→ EXERCISE TASKS:
A) In the passage about Gimlekollen NLA College, which fields are offered as bachelor's degrees?
B) Could you continue the passage about Gimlekollen NLA College from its final sentence?
=== PAGE EXTRACT ===
Gimlekollen NLA College () is a private branch institution of NLA University College located in Gimlekollen in Kristiansand, Norway. It focuses on journalism, media, and communication. The school was established in 1981, became a college in 1996, and was affiliated with NLA University College on January 1, 2013. NLA University College is owned by six Christian organizations and a church community, and it is based on Christian values. The college is accredited by the Norwegian Agency for Quality Assurance in Education and is open to anyone regardless of life orientation.

The institution offers a bachelor's degrees in journalism, IT and communications, intercultural communication, and communication and life orientation, as well as an English-language master's degree in global journalism. The institution, which has about 200 students, educates 10 to 20% of all journalists in Norway. NLA University College also operates the company Damaris Norge through a special framework; it is primarily associated with communication and philosophy of life. Damaris Norge is also located in Gimlekollen in Kristiansand.
=== ITEMS ===
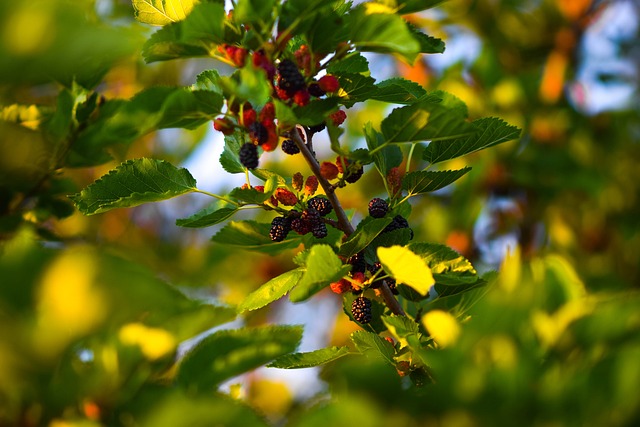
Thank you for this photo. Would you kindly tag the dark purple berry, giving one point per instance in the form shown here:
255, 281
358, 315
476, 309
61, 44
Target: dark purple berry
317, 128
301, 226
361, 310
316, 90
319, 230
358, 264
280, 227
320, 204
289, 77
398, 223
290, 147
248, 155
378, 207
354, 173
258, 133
===
=== ITEMS ===
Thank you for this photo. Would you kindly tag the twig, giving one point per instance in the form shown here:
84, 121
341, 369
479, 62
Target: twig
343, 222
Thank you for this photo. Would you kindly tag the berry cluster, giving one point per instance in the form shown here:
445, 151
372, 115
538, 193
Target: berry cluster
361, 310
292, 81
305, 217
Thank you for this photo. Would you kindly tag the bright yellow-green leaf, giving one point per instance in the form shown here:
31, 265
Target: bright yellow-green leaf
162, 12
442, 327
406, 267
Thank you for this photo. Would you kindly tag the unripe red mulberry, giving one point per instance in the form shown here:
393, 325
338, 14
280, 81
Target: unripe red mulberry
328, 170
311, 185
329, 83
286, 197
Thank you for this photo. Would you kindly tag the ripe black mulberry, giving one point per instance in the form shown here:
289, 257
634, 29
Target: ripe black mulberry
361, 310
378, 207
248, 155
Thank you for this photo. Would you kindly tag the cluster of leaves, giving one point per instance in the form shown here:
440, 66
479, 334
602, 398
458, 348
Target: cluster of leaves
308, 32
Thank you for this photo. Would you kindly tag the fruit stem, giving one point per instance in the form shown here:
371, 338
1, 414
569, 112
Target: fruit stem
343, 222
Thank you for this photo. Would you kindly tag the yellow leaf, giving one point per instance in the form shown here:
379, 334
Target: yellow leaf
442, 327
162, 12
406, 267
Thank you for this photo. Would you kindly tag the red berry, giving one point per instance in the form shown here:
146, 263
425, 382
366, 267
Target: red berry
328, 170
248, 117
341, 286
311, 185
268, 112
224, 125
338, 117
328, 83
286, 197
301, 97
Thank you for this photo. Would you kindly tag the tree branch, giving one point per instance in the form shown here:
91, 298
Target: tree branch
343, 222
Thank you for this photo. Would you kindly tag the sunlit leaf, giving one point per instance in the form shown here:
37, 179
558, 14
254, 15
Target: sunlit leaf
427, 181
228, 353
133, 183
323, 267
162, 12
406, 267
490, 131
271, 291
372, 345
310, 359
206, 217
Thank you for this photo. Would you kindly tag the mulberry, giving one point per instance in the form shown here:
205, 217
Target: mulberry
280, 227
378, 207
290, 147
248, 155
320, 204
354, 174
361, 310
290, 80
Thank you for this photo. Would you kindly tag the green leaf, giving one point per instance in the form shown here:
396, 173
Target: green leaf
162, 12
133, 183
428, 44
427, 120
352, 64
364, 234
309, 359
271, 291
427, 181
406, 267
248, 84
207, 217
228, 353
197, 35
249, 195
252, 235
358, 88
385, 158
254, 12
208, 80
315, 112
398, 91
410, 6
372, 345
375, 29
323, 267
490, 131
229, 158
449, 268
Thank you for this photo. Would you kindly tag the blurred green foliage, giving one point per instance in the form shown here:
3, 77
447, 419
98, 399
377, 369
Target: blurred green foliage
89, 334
===
=== ITEMS ===
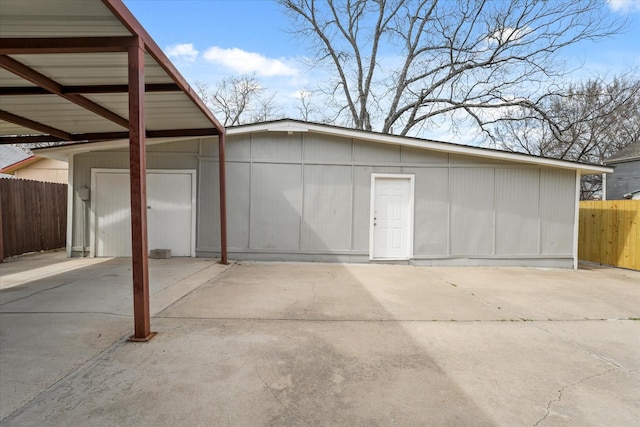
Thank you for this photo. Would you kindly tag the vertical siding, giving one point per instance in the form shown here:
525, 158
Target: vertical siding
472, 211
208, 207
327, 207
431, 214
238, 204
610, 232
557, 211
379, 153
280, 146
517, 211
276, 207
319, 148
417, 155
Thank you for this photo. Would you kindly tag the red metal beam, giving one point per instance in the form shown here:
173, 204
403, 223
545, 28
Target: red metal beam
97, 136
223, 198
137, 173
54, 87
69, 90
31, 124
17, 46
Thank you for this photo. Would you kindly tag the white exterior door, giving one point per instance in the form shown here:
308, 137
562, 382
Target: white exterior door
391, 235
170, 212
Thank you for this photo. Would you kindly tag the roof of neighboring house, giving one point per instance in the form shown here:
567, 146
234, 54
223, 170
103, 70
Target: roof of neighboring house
===
→ ANSWERS FOR THE EXERCISE:
A) Journalism; IT and communications; intercultural communication; communication and life orientation

B)
The college is part of the Gimlekollen Media Center, which also includes the production companies Sanden Media and Norea Mediemisjon.

Chancellors
 Asbjørn Kvalbein, 1981–1990
 Geir Sandvik, 1990–1996
 Knut Sigurd Aasebø, 1996–2002
 Hans Aage Gravaas, 2002–2008
 Lars Dahle, 2008–2012
 Since 2013 the institution has had no chancellor, but Lars Dahle has served as deputy chancellor (site manager).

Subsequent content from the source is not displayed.